* [Problem] Copy the records below, switching "spot one point" to "place a single point" and changing nothing else. Leave the pictures out of your copy.

* [Records to process]
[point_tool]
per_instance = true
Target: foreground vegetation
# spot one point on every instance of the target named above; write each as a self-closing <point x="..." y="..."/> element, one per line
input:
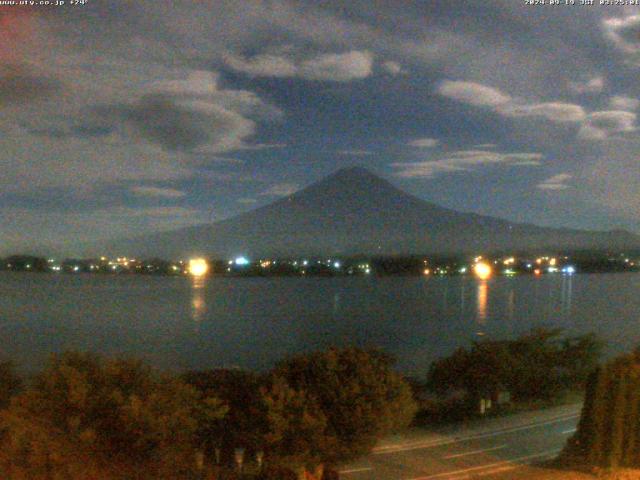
<point x="538" y="369"/>
<point x="87" y="417"/>
<point x="608" y="433"/>
<point x="84" y="417"/>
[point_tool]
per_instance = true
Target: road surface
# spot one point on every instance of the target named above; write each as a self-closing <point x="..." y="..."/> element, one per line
<point x="489" y="448"/>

* [Output]
[point_tool]
per_instance = true
Target: foreground vegetation
# place a single point on every instance of the target named above; write each as a self-closing <point x="..." y="..."/> element, one per line
input:
<point x="538" y="369"/>
<point x="87" y="417"/>
<point x="608" y="433"/>
<point x="84" y="417"/>
[point_tool]
per_instance = true
Target: road surface
# place a single point on every instance of the target named above; write each as a self-closing <point x="..." y="..."/> element, one per line
<point x="489" y="448"/>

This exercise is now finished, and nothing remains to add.